*EXERCISE BRIEF*: Return the material below in full and exactly.

****

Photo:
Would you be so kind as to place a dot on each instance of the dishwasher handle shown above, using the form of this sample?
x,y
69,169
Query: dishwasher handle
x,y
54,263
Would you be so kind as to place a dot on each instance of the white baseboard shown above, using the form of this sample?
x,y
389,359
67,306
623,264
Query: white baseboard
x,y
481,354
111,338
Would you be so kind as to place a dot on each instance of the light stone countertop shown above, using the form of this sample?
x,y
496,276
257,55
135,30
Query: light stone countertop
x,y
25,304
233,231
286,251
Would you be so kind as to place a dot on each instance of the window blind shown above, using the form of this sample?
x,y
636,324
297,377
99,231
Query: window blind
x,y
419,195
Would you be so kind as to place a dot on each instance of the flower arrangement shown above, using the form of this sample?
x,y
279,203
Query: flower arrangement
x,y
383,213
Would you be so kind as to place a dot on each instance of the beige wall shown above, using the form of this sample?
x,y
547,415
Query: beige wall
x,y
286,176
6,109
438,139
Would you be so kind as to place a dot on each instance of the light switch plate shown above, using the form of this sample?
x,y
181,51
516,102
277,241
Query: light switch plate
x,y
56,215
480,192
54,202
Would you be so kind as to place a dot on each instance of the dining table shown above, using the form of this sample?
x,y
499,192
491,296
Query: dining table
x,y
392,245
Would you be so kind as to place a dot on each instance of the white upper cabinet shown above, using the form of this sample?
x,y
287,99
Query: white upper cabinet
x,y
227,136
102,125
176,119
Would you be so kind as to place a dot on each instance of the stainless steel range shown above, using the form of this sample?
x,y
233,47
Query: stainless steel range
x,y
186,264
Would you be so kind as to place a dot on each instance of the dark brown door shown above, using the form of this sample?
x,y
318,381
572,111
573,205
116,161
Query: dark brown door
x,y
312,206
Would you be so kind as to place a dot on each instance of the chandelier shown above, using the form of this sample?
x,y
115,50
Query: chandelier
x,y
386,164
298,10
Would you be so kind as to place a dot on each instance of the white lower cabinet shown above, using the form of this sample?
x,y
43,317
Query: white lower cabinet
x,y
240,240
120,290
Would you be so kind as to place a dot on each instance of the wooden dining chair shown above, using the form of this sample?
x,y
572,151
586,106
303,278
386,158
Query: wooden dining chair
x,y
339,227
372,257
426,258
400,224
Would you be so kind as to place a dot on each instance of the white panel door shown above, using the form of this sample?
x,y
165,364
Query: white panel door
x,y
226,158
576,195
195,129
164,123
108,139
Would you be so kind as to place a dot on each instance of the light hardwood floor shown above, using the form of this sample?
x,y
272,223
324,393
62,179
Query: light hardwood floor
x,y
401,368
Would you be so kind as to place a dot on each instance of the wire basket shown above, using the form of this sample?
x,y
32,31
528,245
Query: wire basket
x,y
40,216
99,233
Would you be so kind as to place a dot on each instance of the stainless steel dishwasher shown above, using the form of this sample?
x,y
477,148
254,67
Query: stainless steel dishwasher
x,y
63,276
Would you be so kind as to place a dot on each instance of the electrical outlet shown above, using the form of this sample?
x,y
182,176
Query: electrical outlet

****

*WORKED SOLUTION*:
Photo:
Would you be so kind as to place a dot on each instance of the dishwasher handle shown above, using the form of this sample?
x,y
69,169
Query: dishwasher handle
x,y
54,263
Would you be so kind as to place a dot on each instance of the white baseboard shown above, using the form of this sample?
x,y
389,359
67,306
623,264
Query: white baseboard
x,y
481,354
111,338
Would you be so kind as to place a dot on each instance of the light stone countertop shown above, using the form of this sample?
x,y
496,276
257,55
135,30
Query: light stone countertop
x,y
25,304
233,231
286,251
Would you be so kind as to place a dot on each instance of the window blind shown above, using the form of this sample?
x,y
636,324
297,377
99,231
Query: window blind
x,y
419,195
Would you be so kind as to place a dot on each instance of the flower arrangement shown above, using the form of this sample?
x,y
279,203
Query: flower arrangement
x,y
383,213
Would you be so kind as to place a dot on each instance of the beige wall shown above, using the form of this sample?
x,y
547,415
Query: beige wall
x,y
286,176
6,109
438,139
Would you be so kind as to place a dot on each instance of the light switch plate shown above, using the form of this sample?
x,y
181,51
516,102
277,241
Query: light switch plate
x,y
56,215
480,192
54,202
Would you be so kind as to place a dot on each instance of the dining table shown above, using the form of this sample?
x,y
499,192
491,296
Query: dining table
x,y
392,245
Would you be so kind as to place a dot on each instance of the white upper cabinet shown above, using the form of this sample?
x,y
287,99
Query: white upper cabinet
x,y
227,136
102,125
176,119
Would you be so kind as to place a dot on each instance of the stainless steel range shown above, using the form of this sample?
x,y
233,47
Query: stainless steel range
x,y
186,264
Would you be so kind as to place a dot on each instance of the dark brown door shown above, using the form of this sample?
x,y
318,381
572,111
573,205
116,161
Query: dark brown door
x,y
312,206
Would you be so kind as to place a dot on each instance of the chandelier shown above, using the form of this sample?
x,y
115,50
Query: chandelier
x,y
386,164
298,10
Would you be so kind as to place a dot on each instance of the white lower cabinet shown above, using the form of this sample?
x,y
43,317
Query: white lower cabinet
x,y
240,240
120,290
Would you be so kind as to place a dot on each instance of the wooden dining chair shown above, using the form of this sample?
x,y
572,151
586,106
303,278
386,158
Query: wooden dining chair
x,y
339,227
372,257
426,258
400,224
Would you be so kind as to place a dot on each instance of the white panel door shown above, using the form of this sample?
x,y
165,364
Query: white panel door
x,y
226,158
576,195
195,129
164,123
108,139
Would you be so kind as to place a dot on each instance of the light hardwood floor shown above, using the form of this sample?
x,y
272,223
324,393
62,179
Query: light hardwood floor
x,y
401,368
Would you be so kind as to place a dot on each instance of the wire basket shown above, using the form of this sample?
x,y
32,31
528,245
Query: wire basket
x,y
40,216
99,233
Would you be so kind as to place a dot on each instance of the stainless steel dishwasher shown above, using the form of this sample?
x,y
477,148
254,67
Query: stainless steel dishwasher
x,y
63,276
Would you be so kind as to place a dot on each instance of the electrical outlet shown above, using the form of this sample?
x,y
182,176
Query: electrical outlet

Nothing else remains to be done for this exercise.